▸ **Brief**:
Reproduce all of the material below word for word, with no changes.

▸ **Dataset records**:
- - - - - - -
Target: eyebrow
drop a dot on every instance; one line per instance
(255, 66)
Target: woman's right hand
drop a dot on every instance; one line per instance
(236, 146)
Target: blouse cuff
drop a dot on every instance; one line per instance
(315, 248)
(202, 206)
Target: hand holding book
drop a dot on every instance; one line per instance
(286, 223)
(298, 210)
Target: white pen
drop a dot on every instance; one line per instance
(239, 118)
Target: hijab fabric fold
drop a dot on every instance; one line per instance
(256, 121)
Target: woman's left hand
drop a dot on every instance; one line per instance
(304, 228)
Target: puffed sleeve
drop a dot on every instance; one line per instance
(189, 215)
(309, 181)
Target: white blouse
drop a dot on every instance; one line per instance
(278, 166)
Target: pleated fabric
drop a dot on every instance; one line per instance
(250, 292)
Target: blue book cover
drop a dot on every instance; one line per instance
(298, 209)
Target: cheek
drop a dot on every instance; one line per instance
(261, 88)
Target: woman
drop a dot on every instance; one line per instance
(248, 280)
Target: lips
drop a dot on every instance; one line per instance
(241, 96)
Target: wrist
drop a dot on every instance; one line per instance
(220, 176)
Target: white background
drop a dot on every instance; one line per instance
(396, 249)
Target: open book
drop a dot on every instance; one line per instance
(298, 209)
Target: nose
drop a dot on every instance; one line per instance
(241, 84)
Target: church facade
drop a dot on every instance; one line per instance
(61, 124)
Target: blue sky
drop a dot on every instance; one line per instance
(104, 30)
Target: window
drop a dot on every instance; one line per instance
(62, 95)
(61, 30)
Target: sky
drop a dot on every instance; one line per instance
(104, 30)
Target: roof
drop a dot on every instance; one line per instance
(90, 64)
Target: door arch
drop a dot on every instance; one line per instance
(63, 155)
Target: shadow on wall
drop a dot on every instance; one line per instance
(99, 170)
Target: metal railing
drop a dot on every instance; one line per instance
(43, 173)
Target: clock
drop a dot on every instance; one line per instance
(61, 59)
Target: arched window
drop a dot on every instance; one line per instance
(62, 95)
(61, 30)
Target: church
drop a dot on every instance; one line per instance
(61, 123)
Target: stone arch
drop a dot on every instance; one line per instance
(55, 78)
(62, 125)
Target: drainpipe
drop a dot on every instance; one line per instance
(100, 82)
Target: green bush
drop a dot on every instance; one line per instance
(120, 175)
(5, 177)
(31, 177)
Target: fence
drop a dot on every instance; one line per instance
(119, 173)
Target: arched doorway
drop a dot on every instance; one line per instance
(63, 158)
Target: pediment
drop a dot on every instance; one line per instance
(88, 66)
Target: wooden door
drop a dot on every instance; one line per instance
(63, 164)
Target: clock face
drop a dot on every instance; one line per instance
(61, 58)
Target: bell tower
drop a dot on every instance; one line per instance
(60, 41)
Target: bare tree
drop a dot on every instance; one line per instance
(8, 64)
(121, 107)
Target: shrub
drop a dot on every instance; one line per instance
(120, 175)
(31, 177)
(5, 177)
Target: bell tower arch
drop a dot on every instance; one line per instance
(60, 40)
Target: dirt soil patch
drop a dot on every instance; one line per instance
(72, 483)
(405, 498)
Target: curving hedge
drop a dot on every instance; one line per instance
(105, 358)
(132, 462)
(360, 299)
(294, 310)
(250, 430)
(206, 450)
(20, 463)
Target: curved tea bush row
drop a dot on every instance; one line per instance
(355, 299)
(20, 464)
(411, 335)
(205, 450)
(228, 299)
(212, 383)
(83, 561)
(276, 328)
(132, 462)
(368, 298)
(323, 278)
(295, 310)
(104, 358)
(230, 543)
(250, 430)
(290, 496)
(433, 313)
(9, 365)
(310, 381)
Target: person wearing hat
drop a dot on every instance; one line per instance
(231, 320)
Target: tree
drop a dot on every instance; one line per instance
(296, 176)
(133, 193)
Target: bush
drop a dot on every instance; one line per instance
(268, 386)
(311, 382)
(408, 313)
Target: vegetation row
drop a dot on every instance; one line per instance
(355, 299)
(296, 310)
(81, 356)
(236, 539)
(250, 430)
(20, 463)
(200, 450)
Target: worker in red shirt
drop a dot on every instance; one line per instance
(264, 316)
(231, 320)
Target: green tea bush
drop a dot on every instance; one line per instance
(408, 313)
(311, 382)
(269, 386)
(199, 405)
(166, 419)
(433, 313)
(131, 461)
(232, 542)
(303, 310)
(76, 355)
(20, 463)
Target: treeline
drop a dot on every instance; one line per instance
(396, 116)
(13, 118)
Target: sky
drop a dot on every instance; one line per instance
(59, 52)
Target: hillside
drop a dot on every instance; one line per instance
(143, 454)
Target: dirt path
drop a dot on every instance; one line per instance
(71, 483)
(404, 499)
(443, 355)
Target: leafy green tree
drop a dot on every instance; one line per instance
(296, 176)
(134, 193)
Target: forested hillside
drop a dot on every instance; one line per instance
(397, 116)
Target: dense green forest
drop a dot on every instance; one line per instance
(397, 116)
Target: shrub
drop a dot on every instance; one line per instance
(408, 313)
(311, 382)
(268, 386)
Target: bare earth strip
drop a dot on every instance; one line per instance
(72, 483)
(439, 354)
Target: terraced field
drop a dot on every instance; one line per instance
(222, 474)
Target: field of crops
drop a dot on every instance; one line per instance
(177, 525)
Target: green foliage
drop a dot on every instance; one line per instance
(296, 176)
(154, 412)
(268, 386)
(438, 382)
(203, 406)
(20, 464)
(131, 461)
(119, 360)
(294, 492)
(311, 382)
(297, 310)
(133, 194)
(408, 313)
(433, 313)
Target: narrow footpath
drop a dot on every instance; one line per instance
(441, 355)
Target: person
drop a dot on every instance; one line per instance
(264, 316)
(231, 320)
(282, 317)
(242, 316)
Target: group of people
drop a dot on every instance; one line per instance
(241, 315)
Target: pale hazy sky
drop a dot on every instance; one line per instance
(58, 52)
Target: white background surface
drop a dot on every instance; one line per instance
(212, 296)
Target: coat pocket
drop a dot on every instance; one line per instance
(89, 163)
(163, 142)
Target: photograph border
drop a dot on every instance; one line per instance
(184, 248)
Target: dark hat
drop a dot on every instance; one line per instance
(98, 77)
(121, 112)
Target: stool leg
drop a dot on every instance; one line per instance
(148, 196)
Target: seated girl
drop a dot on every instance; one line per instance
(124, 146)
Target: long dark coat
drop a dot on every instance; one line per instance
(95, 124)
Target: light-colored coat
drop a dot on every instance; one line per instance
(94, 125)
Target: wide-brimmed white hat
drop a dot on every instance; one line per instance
- - - - - - -
▸ **Response to this exercise**:
Target: eyebrow
drop a dot on every instance; one line per instance
(255, 66)
Target: woman's right hand
drop a dot on every instance; one line per instance
(236, 146)
Target: blouse cuff
drop a dot on every instance; one line per instance
(315, 248)
(202, 206)
Target: hand holding book
drop a dot on every instance; one line per instance
(286, 223)
(298, 210)
Target: white pen
drop a dot on every instance; one line per instance
(239, 118)
Target: hijab fabric fold
drop a dot on every instance; one line per instance
(256, 121)
Target: woman's left hand
drop a dot on every instance; one line per instance
(304, 228)
Target: puffed sleeve
drop a dot on every instance; one line per instance
(189, 215)
(309, 181)
Target: white blouse
drop a dot on every instance; one line per instance
(278, 166)
Target: pleated fabric
drop a dot on every instance; one line per instance
(250, 292)
Target: blue book cover
drop a dot on every instance; one line per instance
(298, 209)
Target: cheek
drop a dot on every instance; one line per instance
(261, 88)
Target: woman
drop a dot on every instance; one line per instance
(248, 280)
Target: lips
drop a dot on every instance; one line per instance
(241, 96)
Target: wrist
drop a dot on every instance; one line per instance
(220, 176)
Target: white background
drop a dot on every instance; one line per instance
(396, 249)
Target: open book
drop a dot on every instance; one line per instance
(298, 209)
Target: nose
drop a dot on every instance; one line per instance
(241, 84)
Target: church facade
drop a dot on every instance; one line per instance
(61, 124)
Target: blue sky
drop a dot on every instance; one line per instance
(104, 30)
Target: window
drop a dot on every instance; one line per instance
(62, 95)
(61, 30)
Target: sky
drop a dot on every instance; one line per instance
(104, 30)
Target: roof
drop a dot on every instance; one line per instance
(90, 64)
Target: door arch
drop a dot on every instance; one line per instance
(63, 155)
Target: shadow on wall
drop a dot on every instance; one line per instance
(99, 170)
Target: metal railing
drop a dot on every instance; one line per instance
(43, 173)
Target: clock
drop a dot on every instance; one line per instance
(61, 59)
Target: arched window
drop a dot on every instance; one line per instance
(62, 95)
(61, 30)
Target: church
drop a dot on every instance; one line per instance
(61, 123)
Target: stone arch
drop a dot on every instance; one line per instance
(55, 78)
(62, 125)
Target: drainpipe
drop a dot on every instance; one line per instance
(100, 82)
Target: green bush
drop a dot on every instance; one line per instance
(120, 175)
(5, 177)
(31, 177)
Target: fence
drop a dot on every instance; one line per instance
(119, 173)
Target: arched doorway
drop a dot on every instance; one line per instance
(63, 158)
Target: pediment
drop a dot on every instance; one line per instance
(88, 66)
Target: wooden door
drop a dot on every instance; one line per instance
(63, 164)
Target: clock face
drop a dot on every instance; one line per instance
(61, 58)
Target: bell tower
drop a dot on every instance; one line per instance
(60, 41)
Target: bare tree
drop a dot on every instance; one line per instance
(8, 64)
(121, 107)
Target: shrub
drop a dot on every instance; one line per instance
(120, 175)
(31, 177)
(5, 177)
Target: bell tower arch
drop a dot on every instance; one line per instance
(60, 40)
Target: dirt soil patch
drop a dot on every instance; one line per instance
(72, 483)
(405, 498)
Target: curving hedge
drop a dot on every instance; one line per instance
(105, 358)
(132, 462)
(360, 299)
(294, 310)
(250, 430)
(206, 450)
(20, 463)
Target: curved tea bush row
drop a dot on every instance; one line per instance
(355, 299)
(20, 464)
(411, 335)
(205, 450)
(228, 299)
(212, 383)
(83, 561)
(276, 328)
(132, 462)
(368, 298)
(323, 278)
(295, 310)
(104, 358)
(230, 543)
(250, 430)
(290, 496)
(433, 313)
(9, 365)
(310, 381)
Target: person wearing hat
drop a dot on every instance; one line per instance
(231, 320)
Target: tree
drop a dot on every instance; one line per instance
(296, 176)
(133, 193)
Target: bush
drop a dot on every instance; one line per instance
(268, 386)
(311, 382)
(408, 313)
Target: vegetation row
drop a dot on every instance; one line per instance
(355, 299)
(296, 310)
(81, 356)
(236, 539)
(250, 430)
(20, 463)
(200, 450)
Target: worker in red shirt
drop a dot on every instance; one line per instance
(264, 316)
(231, 320)
Target: green tea bush
drop a dot on every instance; one line per instance
(408, 313)
(311, 382)
(269, 386)
(199, 405)
(166, 419)
(433, 313)
(131, 461)
(232, 542)
(303, 310)
(76, 355)
(20, 463)
Target: treeline
drop a dot on every instance; one line per instance
(396, 116)
(13, 118)
Target: sky
drop a dot on every instance; one line per instance
(59, 52)
Target: hillside
drop a dot on every instance; one line per instance
(143, 454)
Target: dirt path
drop a dot on every instance; one line per instance
(71, 483)
(404, 499)
(443, 355)
Target: leafy green tree
drop a dot on every instance; one line per instance
(296, 176)
(134, 193)
Target: forested hillside
drop a dot on every instance; one line per instance
(397, 116)
Target: dense green forest
drop a dot on every instance; one line per instance
(397, 116)
Target: shrub
drop a dot on every instance; one line per instance
(408, 313)
(311, 382)
(268, 386)
Target: bare earth strip
drop a dot on every instance; one line per instance
(72, 483)
(439, 354)
Target: terraced field
drop a dot on every instance; one line per instance
(222, 474)
Target: field of crops
drop a dot on every instance; one line per instance
(177, 525)
Target: green foliage
drop a dot on every instance; one line per instance
(296, 176)
(154, 412)
(268, 386)
(438, 382)
(203, 406)
(20, 464)
(131, 461)
(119, 360)
(294, 492)
(311, 382)
(297, 310)
(133, 194)
(408, 313)
(433, 313)
Target: narrow footpath
drop a dot on every instance; one line per instance
(441, 355)
Target: person
drop a dot on every instance; one line per instance
(264, 316)
(231, 320)
(282, 317)
(242, 316)
Target: group of people
drop a dot on every instance; one line per instance
(241, 315)
Target: pale hazy sky
drop a dot on every instance; one line per instance
(58, 52)
Target: white background surface
drop a dot on every instance; one line per instance
(212, 296)
Target: coat pocket
drop a dot on every instance; one line per instance
(89, 163)
(163, 142)
Target: photograph border
drop a dot on every instance; one line per instance
(184, 248)
Target: dark hat
drop a dot on every instance; one line per instance
(98, 77)
(121, 112)
Target: stool leg
drop a dot on every instance; one line per instance
(148, 196)
Target: seated girl
drop a dot on every instance; one line per instance
(124, 146)
Target: long dark coat
drop a dot on every instance; one line per instance
(95, 124)
Target: light-colored coat
drop a dot on every instance; one line per instance
(94, 125)
Target: wide-brimmed white hat
drop a dot on every instance; one line per instance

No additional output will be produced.